START
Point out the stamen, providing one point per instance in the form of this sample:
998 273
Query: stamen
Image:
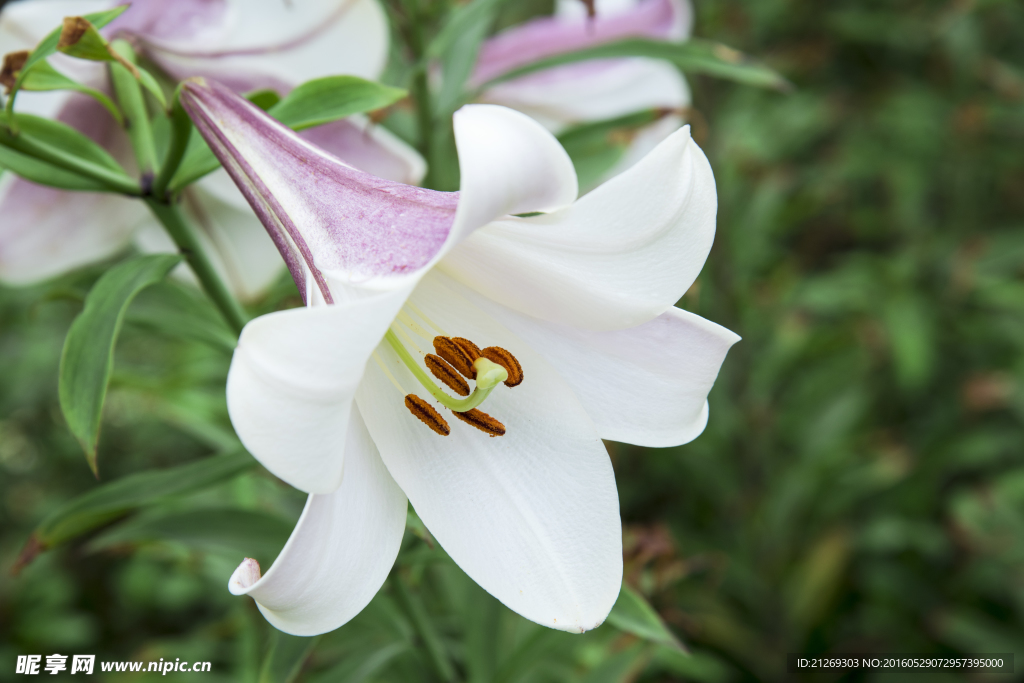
427 415
488 375
423 317
380 363
456 355
471 349
446 374
482 421
506 360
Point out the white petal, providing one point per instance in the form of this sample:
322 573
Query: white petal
620 256
509 165
646 385
292 381
593 91
290 42
340 552
46 231
531 516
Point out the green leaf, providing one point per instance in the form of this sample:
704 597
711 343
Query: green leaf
42 173
693 56
330 98
243 532
285 657
48 45
633 614
88 352
44 77
58 144
111 501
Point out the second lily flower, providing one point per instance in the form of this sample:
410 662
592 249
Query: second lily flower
571 308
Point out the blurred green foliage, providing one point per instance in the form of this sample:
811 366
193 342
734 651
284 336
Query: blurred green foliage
859 486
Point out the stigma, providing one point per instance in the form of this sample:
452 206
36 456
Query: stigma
455 363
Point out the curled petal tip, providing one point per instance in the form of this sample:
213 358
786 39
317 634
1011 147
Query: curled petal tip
244 577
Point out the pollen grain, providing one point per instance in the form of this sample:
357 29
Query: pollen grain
427 415
481 421
456 355
446 374
506 360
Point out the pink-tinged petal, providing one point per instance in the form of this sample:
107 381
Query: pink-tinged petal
292 381
549 36
363 232
531 516
323 214
593 91
340 552
46 231
290 42
369 147
196 22
645 385
619 257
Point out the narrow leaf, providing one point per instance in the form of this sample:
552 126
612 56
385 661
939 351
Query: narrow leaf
88 353
238 532
285 657
42 173
633 614
58 144
331 98
693 56
111 501
48 45
44 77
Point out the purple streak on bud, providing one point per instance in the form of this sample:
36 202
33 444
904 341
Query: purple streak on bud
324 215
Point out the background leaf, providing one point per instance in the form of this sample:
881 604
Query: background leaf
88 353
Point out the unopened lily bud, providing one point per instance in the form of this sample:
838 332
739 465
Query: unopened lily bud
12 63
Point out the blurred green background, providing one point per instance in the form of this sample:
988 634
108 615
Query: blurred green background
859 486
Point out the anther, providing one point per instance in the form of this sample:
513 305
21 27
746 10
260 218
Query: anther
427 415
506 360
456 355
481 421
446 374
471 349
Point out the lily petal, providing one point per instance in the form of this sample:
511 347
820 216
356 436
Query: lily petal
531 516
645 385
549 36
619 257
363 232
292 381
279 40
340 552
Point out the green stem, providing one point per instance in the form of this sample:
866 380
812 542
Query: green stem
132 102
180 130
458 404
424 628
420 86
118 182
171 218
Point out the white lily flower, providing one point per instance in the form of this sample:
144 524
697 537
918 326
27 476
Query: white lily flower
251 44
595 90
572 308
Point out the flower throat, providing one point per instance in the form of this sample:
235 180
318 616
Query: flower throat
455 361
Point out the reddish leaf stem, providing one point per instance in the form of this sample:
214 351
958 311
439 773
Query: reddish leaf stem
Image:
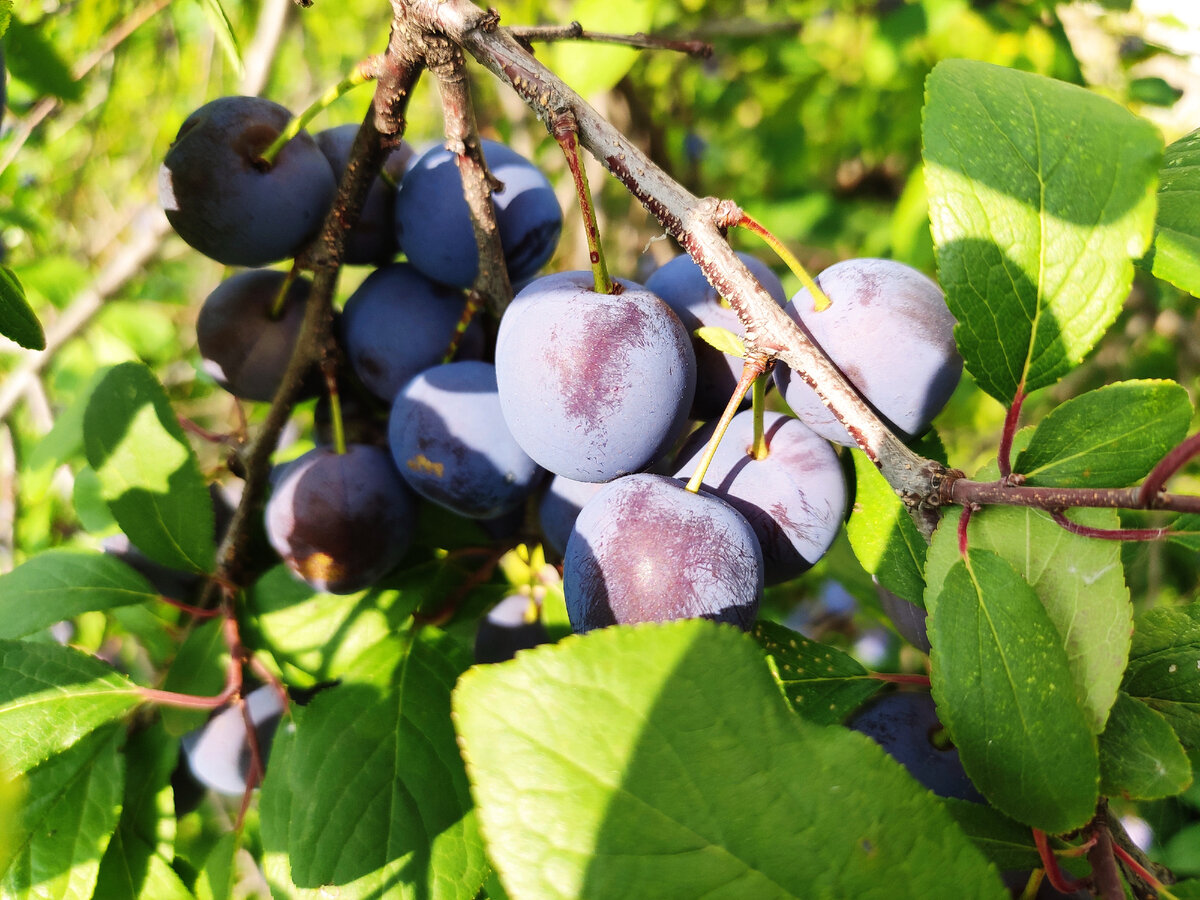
1012 418
1057 877
1168 466
1109 534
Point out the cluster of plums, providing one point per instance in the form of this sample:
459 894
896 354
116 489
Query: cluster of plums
586 396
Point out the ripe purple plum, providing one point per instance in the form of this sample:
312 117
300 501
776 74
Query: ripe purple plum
906 726
889 333
593 385
373 238
513 624
244 347
795 497
400 323
450 442
226 202
219 754
561 507
685 289
647 550
433 223
341 521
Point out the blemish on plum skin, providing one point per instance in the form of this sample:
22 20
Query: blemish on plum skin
425 466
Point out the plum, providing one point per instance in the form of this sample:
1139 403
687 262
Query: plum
399 323
889 333
433 223
451 444
685 289
341 521
906 725
219 754
243 346
513 624
593 385
373 238
225 202
561 507
647 550
795 497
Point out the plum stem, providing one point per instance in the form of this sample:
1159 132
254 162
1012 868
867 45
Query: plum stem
750 372
565 131
281 298
361 73
820 301
474 304
575 31
759 449
335 409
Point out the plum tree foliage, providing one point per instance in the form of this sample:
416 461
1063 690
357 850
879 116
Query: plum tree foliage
459 547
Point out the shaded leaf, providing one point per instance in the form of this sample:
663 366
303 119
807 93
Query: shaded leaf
1109 437
1140 756
1041 193
1164 670
1006 695
148 471
819 682
378 793
17 319
1175 256
72 804
664 755
51 696
59 585
883 535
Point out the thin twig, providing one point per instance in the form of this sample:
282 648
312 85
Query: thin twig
575 31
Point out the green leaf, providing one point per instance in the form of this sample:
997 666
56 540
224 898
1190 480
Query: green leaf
1164 670
378 793
1175 256
1006 695
148 471
664 756
1080 582
721 339
1006 843
59 585
17 319
225 34
322 635
51 696
73 802
1041 192
1140 756
1109 437
883 535
137 863
819 682
31 58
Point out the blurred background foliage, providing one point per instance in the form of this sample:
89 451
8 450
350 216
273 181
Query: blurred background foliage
808 114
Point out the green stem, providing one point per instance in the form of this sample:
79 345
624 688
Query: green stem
361 75
567 135
335 409
750 371
281 298
820 301
760 450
END
### What needs to be done:
All of the lines above should be retyped precisely, apart from the pictures.

### Solution for this problem:
Point out the stamen, providing one point per instance in the form of this sample:
998 273
Query: stamen
Image:
427 415
488 375
423 317
380 363
456 355
471 349
446 374
482 421
506 360
Point out the white petal, providing one point per instance in the form of this sample:
322 573
Query: white petal
620 256
509 165
646 385
292 381
593 91
290 42
340 552
46 231
531 516
Point out the green leaf, providing one point per instance in the form of this sample:
704 597
711 343
Query: green leaf
42 173
693 56
330 98
243 532
285 657
48 45
633 614
88 352
44 77
58 144
111 501
Point out the second lily flower, providing one point per instance in the form of this sample:
410 662
592 249
Query: second lily flower
571 308
Point out the blurred green foliage, providing one point per instance in the form of this sample:
811 366
193 342
734 651
284 336
Query: blurred green foliage
859 486
Point out the stigma, providing one point per instance in the form of this sample:
452 206
36 456
Query: stigma
455 363
Point out the curled petal tip, providing one point per instance in the form of this sample:
213 358
786 39
317 634
1011 147
Query: curled petal tip
244 577
Point out the pollen grain, providing one point per instance in the form of this sample:
357 29
Query: pollen grain
427 415
481 421
456 355
446 374
506 360
Point out the pink-tinged petal, providing one point per instance in the form of this sample:
107 381
Query: pink-tinged petal
292 381
549 36
363 232
531 516
323 214
593 91
340 552
46 231
290 42
369 147
196 22
645 385
619 257
Point out the narrow leaf, providing one point per instance in the form of this sample:
552 126
612 56
385 661
939 351
Query: narrow leaf
88 353
238 532
285 657
42 173
633 614
58 144
331 98
693 56
111 501
48 45
44 77
Point out the purple streak on bud, providing one point per instance in the form of this sample:
36 202
33 444
904 341
Query: purple streak on bud
324 215
Point out the background leaf, providing one point per instance in the form of this sample:
881 604
Query: background leaf
88 353
Point out the unopened lily bud, providing one point per instance in the form of this sample:
838 332
739 465
Query: unopened lily bud
12 63
Point out the blurred green background, providing one point per instance in the form of this sample:
988 634
108 615
Query: blurred green background
859 486
Point out the anther, providing one point per instance in the form of this sample:
513 305
21 27
746 10
260 218
Query: anther
427 415
506 360
456 355
481 421
446 374
471 349
Point out the lily petal, providing one point per instance in the form of this sample:
511 347
820 216
356 436
Query: lily petal
531 516
645 385
549 36
619 257
363 232
292 381
279 40
340 552
Point out the green stem, providing one point per instance in the form of this sample:
866 380
812 542
Query: green stem
132 102
180 130
458 404
424 628
420 86
118 182
171 218
Point out the white lily flower, providing one point per instance in the form of this sample:
144 524
697 537
918 326
27 476
Query: white lily flower
251 44
595 90
572 308
Point out the flower throat, providing one point per instance in the form of this sample:
235 180
318 616
Query: flower throat
455 361
Point out the reddish leaf stem, providing one point per instance in the form of this sample:
214 351
958 311
439 773
Query: reddish leaf stem
Image:
1012 418
1057 877
1168 466
1109 534
Point out the cluster of plums, providing one point per instance in the form of this sample:
459 894
896 354
116 489
Query: cluster of plums
586 396
Point out the ripe purple plum, providing one point per instance in the form of this sample:
312 117
300 501
776 74
Query: ripe purple plum
906 726
889 333
593 385
373 238
513 624
244 347
795 497
400 323
450 442
226 202
219 754
561 507
685 289
647 550
433 223
341 521
Point out the blemish on plum skin, providing one point per instance in the form of this sample:
22 20
Query: blemish on plum skin
425 466
Point out the plum, providing one point per instance in the form of this sample:
1139 403
687 262
Query: plum
399 323
889 333
433 223
451 444
685 289
341 521
906 725
219 754
243 346
513 624
593 385
373 238
225 202
561 507
647 550
795 497
Point out the plum stem, providing one point per instance in the form of this sample:
1159 132
254 162
1012 868
867 45
Query: plum stem
750 372
565 131
281 298
361 73
820 301
474 304
575 31
759 449
335 409
Point out the plum tree foliage, providing one point per instance in the form of this sample:
416 461
1063 690
357 850
879 116
Query: plum tree foliage
459 547
Point out the shaded leaf, providing one point per instance in the form of this sample:
663 366
303 119
807 93
Query: shaded leaf
1109 437
1140 756
1041 193
1164 670
1006 695
148 471
819 682
378 793
17 319
1175 256
72 804
664 755
51 696
59 585
883 535
Point out the thin twig, providing one point per instance in the form of this sample:
282 648
312 85
Query: thin twig
575 31
Point out the green leaf, providing one point per instance in the form of this sample:
997 666
56 540
224 898
1190 480
Query: green leaf
1164 670
378 793
1175 256
1006 695
148 471
664 756
1080 582
721 339
1006 843
59 585
17 319
225 34
322 635
51 696
73 802
1041 192
1140 756
1109 437
883 535
137 863
819 682
31 58
Point out the blurred background foliage, providing one point per instance in the form of this sample:
89 451
8 450
350 216
273 181
Query: blurred background foliage
808 114
Point out the green stem, providing one point per instance in the form of this sample:
79 345
624 688
Query: green stem
361 75
567 135
335 409
750 371
281 298
820 301
760 450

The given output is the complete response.